**Written problem**: Set down the full listing exactly as given. Any pictures are to be left out.
---------- Material for this exercise
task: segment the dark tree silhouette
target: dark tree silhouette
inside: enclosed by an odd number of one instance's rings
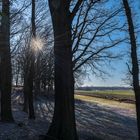
[[[32,37],[36,38],[36,25],[35,25],[35,0],[32,0]],[[30,44],[29,44],[30,45]],[[24,74],[24,111],[29,111],[29,118],[35,119],[34,105],[33,105],[33,82],[34,82],[34,52],[29,46],[29,56],[27,59],[27,67]]]
[[[140,86],[139,86],[139,65],[138,65],[138,56],[137,56],[137,43],[135,36],[135,28],[133,23],[133,17],[131,8],[127,0],[123,0],[123,5],[128,22],[128,31],[130,36],[131,43],[131,61],[132,61],[132,78],[133,78],[133,88],[136,98],[136,111],[137,111],[137,124],[138,132],[140,132]],[[140,134],[139,134],[140,139]]]
[[[74,78],[72,66],[72,21],[83,0],[72,12],[70,2],[49,0],[54,29],[55,108],[47,140],[77,140],[74,113]]]
[[[11,111],[10,2],[2,0],[0,27],[1,121],[13,121]]]

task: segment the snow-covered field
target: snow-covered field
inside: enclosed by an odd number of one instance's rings
[[[0,140],[39,140],[47,132],[53,114],[53,100],[38,97],[36,120],[28,120],[22,111],[22,96],[12,95],[15,123],[0,123]],[[100,102],[76,100],[77,130],[80,140],[137,140],[136,115],[133,108],[107,106]]]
--------------------
**Result of this task**:
task: segment the dark tree silhouette
target: dark tree silhouette
inside: enclosed by an odd number of one instance's rings
[[[32,37],[36,38],[36,25],[35,25],[35,0],[32,0]],[[30,44],[29,44],[30,45]],[[24,74],[24,111],[29,111],[29,118],[35,119],[34,105],[33,105],[33,82],[34,82],[34,52],[29,46],[29,56],[27,59],[27,67]]]
[[[140,86],[139,86],[139,65],[138,65],[138,56],[137,56],[137,43],[135,36],[135,28],[133,23],[133,17],[131,8],[127,0],[123,0],[123,5],[128,22],[128,31],[130,36],[131,43],[131,61],[132,61],[132,78],[133,78],[133,88],[136,98],[136,111],[137,111],[137,124],[138,132],[140,132]],[[140,134],[139,134],[140,139]]]
[[[74,78],[72,66],[72,21],[83,0],[72,12],[70,2],[49,0],[54,29],[55,108],[47,140],[77,140],[74,113]]]
[[[11,111],[10,2],[2,0],[0,27],[1,121],[13,121]]]

task: segment the snow-covered field
target: snow-covered field
inside: enclosed by an odd number of one instance's rings
[[[0,140],[39,140],[47,132],[53,114],[53,100],[38,97],[36,120],[28,120],[22,111],[22,96],[12,95],[15,123],[0,123]],[[100,102],[76,100],[77,130],[80,140],[137,140],[136,115],[133,108],[107,106]]]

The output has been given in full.